What you should do:
Return the records exactly as they are.

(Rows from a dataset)
==================================================

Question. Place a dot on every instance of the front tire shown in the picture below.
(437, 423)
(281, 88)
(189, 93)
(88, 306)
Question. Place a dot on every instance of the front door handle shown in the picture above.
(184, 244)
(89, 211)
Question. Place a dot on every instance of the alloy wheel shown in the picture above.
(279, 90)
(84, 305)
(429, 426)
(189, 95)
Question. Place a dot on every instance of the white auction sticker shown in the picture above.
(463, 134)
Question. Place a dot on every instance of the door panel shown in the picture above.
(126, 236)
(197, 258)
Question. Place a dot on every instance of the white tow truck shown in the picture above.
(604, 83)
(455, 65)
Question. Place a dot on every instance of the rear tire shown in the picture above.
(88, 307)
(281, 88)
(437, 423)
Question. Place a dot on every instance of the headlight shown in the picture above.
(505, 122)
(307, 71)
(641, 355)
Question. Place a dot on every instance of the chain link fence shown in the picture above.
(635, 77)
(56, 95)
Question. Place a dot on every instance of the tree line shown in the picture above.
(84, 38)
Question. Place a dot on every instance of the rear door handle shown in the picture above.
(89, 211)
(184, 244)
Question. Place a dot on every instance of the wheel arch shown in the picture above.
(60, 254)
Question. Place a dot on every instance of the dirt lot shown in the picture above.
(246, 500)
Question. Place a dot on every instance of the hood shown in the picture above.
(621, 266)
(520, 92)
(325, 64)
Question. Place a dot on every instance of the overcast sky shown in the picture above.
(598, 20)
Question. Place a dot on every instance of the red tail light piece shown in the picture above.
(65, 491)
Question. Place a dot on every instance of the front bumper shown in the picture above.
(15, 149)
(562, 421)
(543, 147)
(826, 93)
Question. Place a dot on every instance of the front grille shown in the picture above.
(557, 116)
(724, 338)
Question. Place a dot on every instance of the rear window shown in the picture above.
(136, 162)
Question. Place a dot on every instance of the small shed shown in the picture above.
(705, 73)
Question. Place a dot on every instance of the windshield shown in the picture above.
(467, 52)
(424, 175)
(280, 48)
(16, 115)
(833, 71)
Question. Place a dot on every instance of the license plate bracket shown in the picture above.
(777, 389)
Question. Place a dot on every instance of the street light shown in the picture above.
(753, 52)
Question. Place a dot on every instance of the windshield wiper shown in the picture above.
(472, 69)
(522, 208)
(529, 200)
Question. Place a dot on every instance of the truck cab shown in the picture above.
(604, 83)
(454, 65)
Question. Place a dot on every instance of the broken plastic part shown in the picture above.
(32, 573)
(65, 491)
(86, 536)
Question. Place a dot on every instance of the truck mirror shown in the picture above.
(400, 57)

==================================================

Answer for the task:
Question. Place a dot on every instance of the front tire shown in the picture below.
(437, 423)
(281, 88)
(189, 93)
(88, 306)
Question. Place a dot on every instance of the front door handle shown in the picture above.
(184, 244)
(89, 211)
Question. Place a dot on every instance of the alloy wheel shown in the picture above.
(279, 90)
(84, 305)
(429, 426)
(189, 95)
Question. Place a dot on every instance of the white auction sticker shown in the picture above.
(463, 134)
Question. Place a dot on every instance of the door panel shown in the picture above.
(126, 236)
(197, 258)
Question. Place a dot on every instance of the white tow truck shown in the picture above.
(604, 83)
(455, 65)
Question. Place a dot on every instance of the rear tire shown in the picture above.
(88, 307)
(281, 88)
(437, 423)
Question. Place a dot on every instance of the headlight shown in the picture above.
(505, 122)
(307, 71)
(641, 355)
Question. Place a dot on every instance of the chain link fence shown in the picture above.
(635, 77)
(56, 95)
Question. Place a dot on every instance of the tree line shown in the picture above.
(84, 38)
Question. Place a dot on every instance of the rear door handle shown in the picture above.
(89, 211)
(184, 244)
Question. Place a dot on every instance of the wheel arch shown in the picture above.
(60, 254)
Question. Place a dot on every instance of the dirt lot shown in the picture above.
(246, 500)
Question. Place a dot on every instance of the hood shown in the picture above.
(621, 266)
(520, 92)
(325, 64)
Question. Place a dot on every instance of the overcast sky shown in the picture above.
(598, 20)
Question. Place a dot on every instance of the red tail light piece shown in the picture above.
(65, 491)
Question. Place a dot on every instance of the front bumper shown in the picture above.
(15, 149)
(562, 421)
(543, 147)
(826, 93)
Question. Place a dot on every instance of the front grille shown in the picture above.
(557, 116)
(724, 338)
Question. Place a dot on every instance of the rear window shown in the picture above.
(136, 162)
Question. Place a dot on every instance of the small shed shown in the picture above.
(705, 73)
Question. Place a dot on every instance of the windshield shown in the picture above.
(467, 52)
(424, 175)
(280, 48)
(16, 115)
(833, 71)
Question. Place a dot on every instance of the license plate bracket shown in the picture above.
(777, 389)
Question. Place a dot on every instance of the street light shown in the picture above.
(753, 52)
Question. Place a dot on every instance of the windshield wiper shown in the picture above.
(472, 69)
(522, 208)
(529, 200)
Question. Place a dot on every instance of the truck cab shown in the picture above.
(604, 83)
(454, 65)
Question. Place a dot on every instance of the broken plastic part shown in the picture above.
(32, 573)
(65, 491)
(86, 536)
Question. Place a dot on every instance of the truck mirror shown in the picture above.
(400, 57)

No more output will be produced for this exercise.